--- Items ---
------------------------------

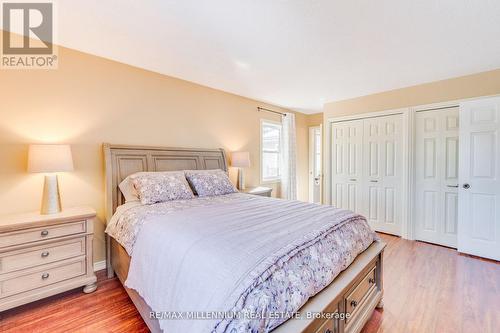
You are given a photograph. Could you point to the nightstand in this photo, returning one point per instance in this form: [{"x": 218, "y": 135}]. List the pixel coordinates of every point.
[
  {"x": 43, "y": 255},
  {"x": 260, "y": 190}
]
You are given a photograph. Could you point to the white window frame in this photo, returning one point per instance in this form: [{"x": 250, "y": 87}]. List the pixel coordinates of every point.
[{"x": 264, "y": 122}]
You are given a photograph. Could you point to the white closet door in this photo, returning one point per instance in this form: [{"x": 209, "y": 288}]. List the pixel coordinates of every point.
[
  {"x": 383, "y": 173},
  {"x": 436, "y": 176},
  {"x": 479, "y": 175},
  {"x": 347, "y": 139}
]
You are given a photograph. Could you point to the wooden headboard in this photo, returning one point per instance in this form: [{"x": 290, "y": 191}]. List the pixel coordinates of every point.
[{"x": 122, "y": 161}]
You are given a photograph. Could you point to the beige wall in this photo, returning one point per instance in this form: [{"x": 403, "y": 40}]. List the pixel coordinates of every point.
[
  {"x": 91, "y": 100},
  {"x": 481, "y": 84}
]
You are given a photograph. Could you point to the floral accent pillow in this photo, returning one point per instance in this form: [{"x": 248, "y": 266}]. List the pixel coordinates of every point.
[
  {"x": 153, "y": 187},
  {"x": 207, "y": 183}
]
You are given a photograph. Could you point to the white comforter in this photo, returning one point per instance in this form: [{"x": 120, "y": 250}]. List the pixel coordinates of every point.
[{"x": 212, "y": 257}]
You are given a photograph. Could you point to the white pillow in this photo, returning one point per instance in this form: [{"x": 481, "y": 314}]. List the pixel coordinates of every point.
[{"x": 128, "y": 190}]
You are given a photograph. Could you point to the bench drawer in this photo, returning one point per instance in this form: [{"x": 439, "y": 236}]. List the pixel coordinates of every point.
[
  {"x": 355, "y": 298},
  {"x": 42, "y": 233},
  {"x": 41, "y": 254}
]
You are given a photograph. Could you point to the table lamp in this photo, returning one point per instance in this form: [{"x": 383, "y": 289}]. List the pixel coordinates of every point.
[
  {"x": 50, "y": 159},
  {"x": 240, "y": 160}
]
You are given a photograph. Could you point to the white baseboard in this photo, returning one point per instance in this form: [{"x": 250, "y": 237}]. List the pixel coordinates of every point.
[{"x": 99, "y": 266}]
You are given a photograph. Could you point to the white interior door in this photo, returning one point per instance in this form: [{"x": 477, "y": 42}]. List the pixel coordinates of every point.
[
  {"x": 436, "y": 176},
  {"x": 383, "y": 172},
  {"x": 479, "y": 175},
  {"x": 346, "y": 152},
  {"x": 315, "y": 164}
]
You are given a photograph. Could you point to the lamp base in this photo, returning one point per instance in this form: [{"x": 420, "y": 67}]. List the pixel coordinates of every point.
[
  {"x": 241, "y": 179},
  {"x": 51, "y": 200}
]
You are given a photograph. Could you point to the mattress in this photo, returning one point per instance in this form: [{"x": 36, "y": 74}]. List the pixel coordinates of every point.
[{"x": 236, "y": 262}]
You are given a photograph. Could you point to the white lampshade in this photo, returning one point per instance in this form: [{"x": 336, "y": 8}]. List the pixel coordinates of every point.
[
  {"x": 240, "y": 159},
  {"x": 50, "y": 158}
]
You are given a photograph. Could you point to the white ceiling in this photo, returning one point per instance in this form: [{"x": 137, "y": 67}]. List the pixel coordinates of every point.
[{"x": 298, "y": 53}]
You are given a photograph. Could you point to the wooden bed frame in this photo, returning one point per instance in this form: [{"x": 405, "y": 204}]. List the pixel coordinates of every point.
[{"x": 356, "y": 291}]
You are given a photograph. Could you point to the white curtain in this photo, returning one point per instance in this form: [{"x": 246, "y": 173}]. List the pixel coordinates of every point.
[{"x": 289, "y": 159}]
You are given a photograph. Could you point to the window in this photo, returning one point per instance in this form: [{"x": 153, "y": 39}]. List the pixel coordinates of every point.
[{"x": 270, "y": 151}]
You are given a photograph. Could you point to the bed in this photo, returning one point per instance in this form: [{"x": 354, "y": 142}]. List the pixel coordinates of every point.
[{"x": 341, "y": 305}]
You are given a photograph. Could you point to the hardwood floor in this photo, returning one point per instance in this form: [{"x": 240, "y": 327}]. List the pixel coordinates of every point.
[{"x": 428, "y": 288}]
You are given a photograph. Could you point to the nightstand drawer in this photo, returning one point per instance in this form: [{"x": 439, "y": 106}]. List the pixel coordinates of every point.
[
  {"x": 42, "y": 233},
  {"x": 21, "y": 281},
  {"x": 42, "y": 254}
]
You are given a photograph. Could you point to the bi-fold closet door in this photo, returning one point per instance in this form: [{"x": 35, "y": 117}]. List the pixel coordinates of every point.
[
  {"x": 367, "y": 169},
  {"x": 457, "y": 177}
]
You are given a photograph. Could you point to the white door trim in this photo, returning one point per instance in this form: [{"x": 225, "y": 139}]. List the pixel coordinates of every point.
[{"x": 310, "y": 177}]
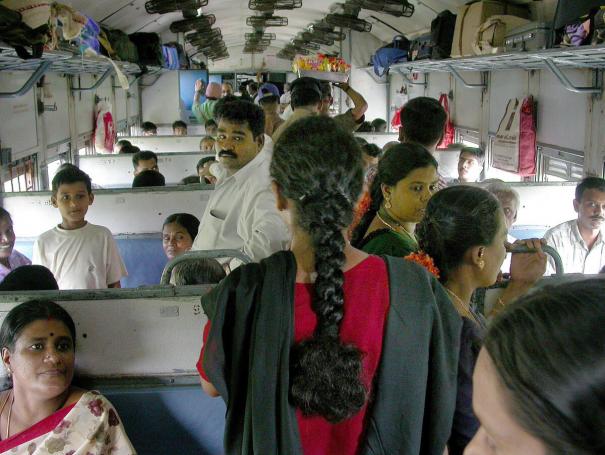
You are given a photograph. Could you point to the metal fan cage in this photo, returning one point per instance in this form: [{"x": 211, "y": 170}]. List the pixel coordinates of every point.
[
  {"x": 346, "y": 21},
  {"x": 272, "y": 5},
  {"x": 169, "y": 6},
  {"x": 266, "y": 21},
  {"x": 202, "y": 22},
  {"x": 261, "y": 35},
  {"x": 398, "y": 8}
]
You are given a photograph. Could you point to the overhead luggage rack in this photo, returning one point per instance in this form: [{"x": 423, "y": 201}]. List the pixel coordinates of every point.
[
  {"x": 65, "y": 63},
  {"x": 587, "y": 57}
]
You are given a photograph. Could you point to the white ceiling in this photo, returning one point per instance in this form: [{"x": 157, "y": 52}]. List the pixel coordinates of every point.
[{"x": 130, "y": 16}]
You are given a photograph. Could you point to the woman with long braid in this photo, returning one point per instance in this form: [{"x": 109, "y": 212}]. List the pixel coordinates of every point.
[{"x": 324, "y": 349}]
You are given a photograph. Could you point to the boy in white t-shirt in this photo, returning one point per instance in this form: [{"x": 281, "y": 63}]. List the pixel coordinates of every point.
[{"x": 79, "y": 254}]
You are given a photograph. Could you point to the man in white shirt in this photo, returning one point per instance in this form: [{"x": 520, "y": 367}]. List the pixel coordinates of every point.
[
  {"x": 510, "y": 201},
  {"x": 580, "y": 242},
  {"x": 241, "y": 213}
]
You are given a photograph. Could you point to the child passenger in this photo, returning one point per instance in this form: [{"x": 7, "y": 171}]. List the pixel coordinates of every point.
[{"x": 80, "y": 255}]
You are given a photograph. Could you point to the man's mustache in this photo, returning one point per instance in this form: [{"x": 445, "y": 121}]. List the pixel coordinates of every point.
[{"x": 229, "y": 153}]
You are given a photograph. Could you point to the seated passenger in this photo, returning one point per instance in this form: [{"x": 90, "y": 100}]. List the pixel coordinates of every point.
[
  {"x": 268, "y": 100},
  {"x": 10, "y": 258},
  {"x": 210, "y": 127},
  {"x": 203, "y": 170},
  {"x": 120, "y": 144},
  {"x": 205, "y": 111},
  {"x": 539, "y": 377},
  {"x": 79, "y": 254},
  {"x": 510, "y": 202},
  {"x": 207, "y": 144},
  {"x": 463, "y": 236},
  {"x": 197, "y": 271},
  {"x": 470, "y": 164},
  {"x": 148, "y": 178},
  {"x": 179, "y": 128},
  {"x": 580, "y": 242},
  {"x": 226, "y": 89},
  {"x": 149, "y": 129},
  {"x": 29, "y": 278},
  {"x": 352, "y": 119},
  {"x": 379, "y": 125},
  {"x": 43, "y": 412},
  {"x": 325, "y": 329},
  {"x": 145, "y": 160},
  {"x": 178, "y": 232},
  {"x": 190, "y": 180},
  {"x": 403, "y": 185},
  {"x": 241, "y": 212}
]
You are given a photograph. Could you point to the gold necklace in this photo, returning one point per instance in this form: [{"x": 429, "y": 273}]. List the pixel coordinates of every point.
[
  {"x": 463, "y": 308},
  {"x": 394, "y": 228}
]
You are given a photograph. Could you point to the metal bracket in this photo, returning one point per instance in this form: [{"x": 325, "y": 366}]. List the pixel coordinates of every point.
[
  {"x": 380, "y": 80},
  {"x": 156, "y": 73},
  {"x": 97, "y": 84},
  {"x": 459, "y": 78},
  {"x": 597, "y": 88},
  {"x": 410, "y": 81},
  {"x": 34, "y": 78}
]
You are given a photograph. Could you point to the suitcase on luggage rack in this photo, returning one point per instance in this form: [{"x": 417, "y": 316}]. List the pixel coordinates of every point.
[
  {"x": 421, "y": 48},
  {"x": 530, "y": 37}
]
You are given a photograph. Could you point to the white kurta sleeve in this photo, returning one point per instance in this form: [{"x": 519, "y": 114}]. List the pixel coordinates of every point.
[{"x": 260, "y": 226}]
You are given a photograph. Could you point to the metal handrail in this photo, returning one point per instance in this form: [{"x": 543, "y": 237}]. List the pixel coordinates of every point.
[
  {"x": 202, "y": 254},
  {"x": 97, "y": 84},
  {"x": 548, "y": 250},
  {"x": 33, "y": 79}
]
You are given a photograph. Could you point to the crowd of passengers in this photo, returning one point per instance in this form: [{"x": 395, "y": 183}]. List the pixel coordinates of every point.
[{"x": 357, "y": 311}]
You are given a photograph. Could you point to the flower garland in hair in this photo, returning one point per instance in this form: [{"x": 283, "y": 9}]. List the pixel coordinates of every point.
[
  {"x": 425, "y": 261},
  {"x": 362, "y": 207}
]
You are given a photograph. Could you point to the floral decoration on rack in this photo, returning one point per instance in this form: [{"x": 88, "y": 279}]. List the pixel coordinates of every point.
[{"x": 320, "y": 62}]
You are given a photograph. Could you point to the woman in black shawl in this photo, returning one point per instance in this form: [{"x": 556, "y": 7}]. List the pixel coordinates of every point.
[{"x": 324, "y": 349}]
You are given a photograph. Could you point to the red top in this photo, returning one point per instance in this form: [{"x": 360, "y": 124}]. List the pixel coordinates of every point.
[{"x": 366, "y": 290}]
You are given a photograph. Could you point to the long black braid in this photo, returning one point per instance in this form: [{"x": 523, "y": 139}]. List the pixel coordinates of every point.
[{"x": 318, "y": 165}]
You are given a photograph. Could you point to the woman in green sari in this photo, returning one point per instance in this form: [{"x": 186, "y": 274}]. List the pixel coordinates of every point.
[{"x": 406, "y": 179}]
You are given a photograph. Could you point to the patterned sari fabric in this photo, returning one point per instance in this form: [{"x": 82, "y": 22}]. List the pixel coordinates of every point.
[{"x": 90, "y": 427}]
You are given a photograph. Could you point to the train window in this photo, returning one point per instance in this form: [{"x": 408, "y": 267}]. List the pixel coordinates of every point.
[{"x": 21, "y": 175}]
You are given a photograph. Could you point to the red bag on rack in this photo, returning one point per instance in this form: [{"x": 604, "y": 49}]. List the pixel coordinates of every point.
[
  {"x": 449, "y": 133},
  {"x": 514, "y": 147}
]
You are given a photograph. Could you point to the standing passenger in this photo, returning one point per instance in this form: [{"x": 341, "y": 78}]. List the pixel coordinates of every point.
[
  {"x": 311, "y": 356},
  {"x": 580, "y": 242},
  {"x": 406, "y": 180},
  {"x": 80, "y": 255},
  {"x": 354, "y": 117},
  {"x": 464, "y": 233},
  {"x": 305, "y": 101},
  {"x": 539, "y": 383},
  {"x": 269, "y": 101},
  {"x": 10, "y": 258},
  {"x": 241, "y": 211},
  {"x": 179, "y": 128},
  {"x": 205, "y": 111}
]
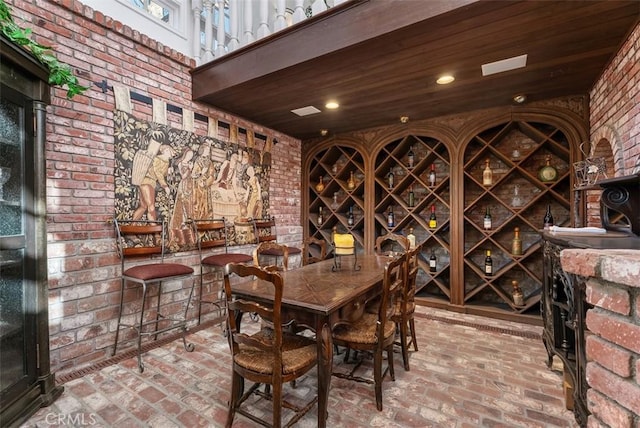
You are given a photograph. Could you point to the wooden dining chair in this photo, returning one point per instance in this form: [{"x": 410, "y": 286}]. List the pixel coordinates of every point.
[
  {"x": 265, "y": 231},
  {"x": 271, "y": 356},
  {"x": 137, "y": 242},
  {"x": 211, "y": 235},
  {"x": 391, "y": 243},
  {"x": 375, "y": 333},
  {"x": 314, "y": 250},
  {"x": 269, "y": 248},
  {"x": 406, "y": 306}
]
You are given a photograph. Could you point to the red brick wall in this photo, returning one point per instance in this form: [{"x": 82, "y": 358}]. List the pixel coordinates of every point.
[
  {"x": 613, "y": 345},
  {"x": 83, "y": 267},
  {"x": 615, "y": 114}
]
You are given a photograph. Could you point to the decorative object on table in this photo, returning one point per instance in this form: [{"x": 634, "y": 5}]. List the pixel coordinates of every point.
[
  {"x": 351, "y": 183},
  {"x": 411, "y": 201},
  {"x": 410, "y": 158},
  {"x": 432, "y": 176},
  {"x": 518, "y": 297},
  {"x": 487, "y": 174},
  {"x": 486, "y": 223},
  {"x": 547, "y": 222},
  {"x": 488, "y": 264},
  {"x": 547, "y": 174},
  {"x": 516, "y": 243},
  {"x": 516, "y": 201},
  {"x": 589, "y": 170},
  {"x": 433, "y": 222},
  {"x": 5, "y": 174},
  {"x": 344, "y": 244}
]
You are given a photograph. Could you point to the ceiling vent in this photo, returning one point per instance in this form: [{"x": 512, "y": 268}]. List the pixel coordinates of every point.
[
  {"x": 305, "y": 111},
  {"x": 504, "y": 65}
]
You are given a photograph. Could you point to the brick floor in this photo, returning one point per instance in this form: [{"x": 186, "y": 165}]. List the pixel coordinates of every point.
[{"x": 470, "y": 372}]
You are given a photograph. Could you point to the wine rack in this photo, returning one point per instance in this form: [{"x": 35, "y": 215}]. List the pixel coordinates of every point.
[
  {"x": 412, "y": 175},
  {"x": 518, "y": 197},
  {"x": 340, "y": 169}
]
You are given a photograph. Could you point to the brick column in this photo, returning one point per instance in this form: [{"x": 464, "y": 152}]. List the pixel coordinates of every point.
[{"x": 613, "y": 336}]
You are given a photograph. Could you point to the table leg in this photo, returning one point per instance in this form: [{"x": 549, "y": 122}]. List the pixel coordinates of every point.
[{"x": 325, "y": 363}]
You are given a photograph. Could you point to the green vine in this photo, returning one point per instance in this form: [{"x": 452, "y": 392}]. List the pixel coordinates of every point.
[{"x": 59, "y": 74}]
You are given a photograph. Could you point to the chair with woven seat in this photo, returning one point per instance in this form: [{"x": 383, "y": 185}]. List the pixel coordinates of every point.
[
  {"x": 265, "y": 231},
  {"x": 141, "y": 240},
  {"x": 391, "y": 243},
  {"x": 271, "y": 356},
  {"x": 375, "y": 333},
  {"x": 406, "y": 307},
  {"x": 270, "y": 248},
  {"x": 211, "y": 234},
  {"x": 314, "y": 250}
]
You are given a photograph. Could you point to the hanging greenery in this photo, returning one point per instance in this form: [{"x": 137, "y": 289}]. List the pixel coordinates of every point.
[{"x": 59, "y": 74}]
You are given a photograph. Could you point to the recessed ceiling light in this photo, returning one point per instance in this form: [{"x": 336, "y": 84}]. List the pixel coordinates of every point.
[
  {"x": 520, "y": 98},
  {"x": 445, "y": 80},
  {"x": 504, "y": 65},
  {"x": 305, "y": 111}
]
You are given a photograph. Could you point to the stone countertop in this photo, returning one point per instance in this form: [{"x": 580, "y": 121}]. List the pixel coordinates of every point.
[{"x": 618, "y": 266}]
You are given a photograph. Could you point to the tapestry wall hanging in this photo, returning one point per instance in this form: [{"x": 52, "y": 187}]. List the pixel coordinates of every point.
[{"x": 163, "y": 173}]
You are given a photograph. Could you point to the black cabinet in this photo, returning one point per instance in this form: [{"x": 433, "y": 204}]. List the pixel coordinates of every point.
[
  {"x": 564, "y": 306},
  {"x": 26, "y": 382}
]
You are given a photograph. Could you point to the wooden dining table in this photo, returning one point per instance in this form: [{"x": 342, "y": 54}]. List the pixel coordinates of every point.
[{"x": 320, "y": 298}]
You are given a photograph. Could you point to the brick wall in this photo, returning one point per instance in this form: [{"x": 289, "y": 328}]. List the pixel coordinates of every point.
[
  {"x": 613, "y": 347},
  {"x": 83, "y": 267},
  {"x": 615, "y": 115}
]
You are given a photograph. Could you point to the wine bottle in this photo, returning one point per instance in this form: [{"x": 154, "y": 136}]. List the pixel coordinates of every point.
[
  {"x": 516, "y": 244},
  {"x": 487, "y": 219},
  {"x": 518, "y": 297},
  {"x": 351, "y": 183},
  {"x": 432, "y": 176},
  {"x": 411, "y": 201},
  {"x": 411, "y": 238},
  {"x": 433, "y": 223},
  {"x": 488, "y": 264},
  {"x": 433, "y": 260},
  {"x": 548, "y": 219},
  {"x": 487, "y": 174},
  {"x": 391, "y": 222},
  {"x": 410, "y": 158}
]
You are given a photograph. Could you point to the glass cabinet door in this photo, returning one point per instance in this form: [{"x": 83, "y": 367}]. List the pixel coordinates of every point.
[{"x": 17, "y": 287}]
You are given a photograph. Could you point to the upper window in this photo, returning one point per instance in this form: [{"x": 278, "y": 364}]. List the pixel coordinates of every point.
[{"x": 165, "y": 11}]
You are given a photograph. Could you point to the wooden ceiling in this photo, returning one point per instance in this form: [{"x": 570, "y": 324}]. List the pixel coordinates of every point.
[{"x": 380, "y": 59}]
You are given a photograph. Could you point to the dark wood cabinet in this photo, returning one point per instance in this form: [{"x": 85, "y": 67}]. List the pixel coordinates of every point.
[{"x": 26, "y": 382}]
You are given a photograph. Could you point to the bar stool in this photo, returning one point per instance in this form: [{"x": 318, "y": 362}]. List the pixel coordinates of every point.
[
  {"x": 212, "y": 234},
  {"x": 141, "y": 240},
  {"x": 265, "y": 231}
]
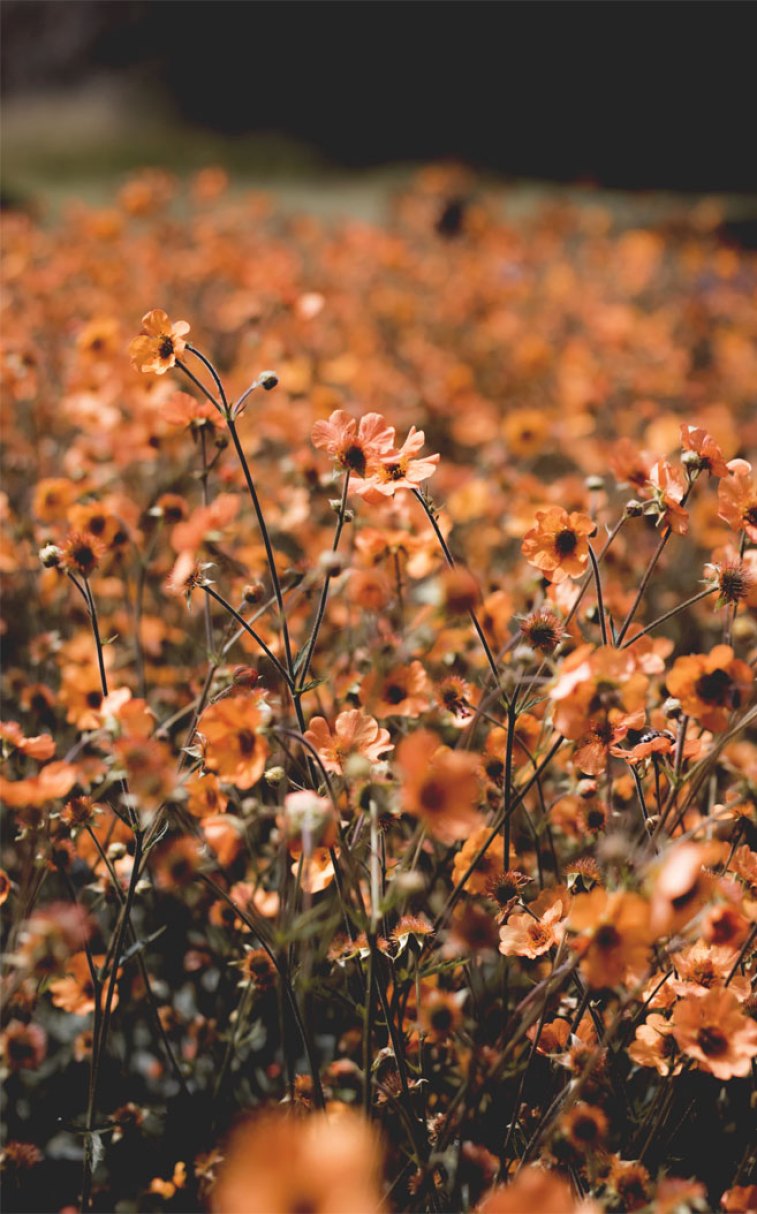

------------------------------

--- Exercise instructions ---
Report every line of the data above that contains the word "luggage", copying each one in full.

--- Worked answer ---
You are given a photograph. Could you point to the overhead luggage rack in this photo, returning one point per instance in this form: [{"x": 423, "y": 201}]. List the pixel coordinates of every point.
You are given a photograph. Could you point to the suitcase on luggage rack in this photo, returning one point per instance in this form: [{"x": 417, "y": 316}]. List the pixel coordinates of every point.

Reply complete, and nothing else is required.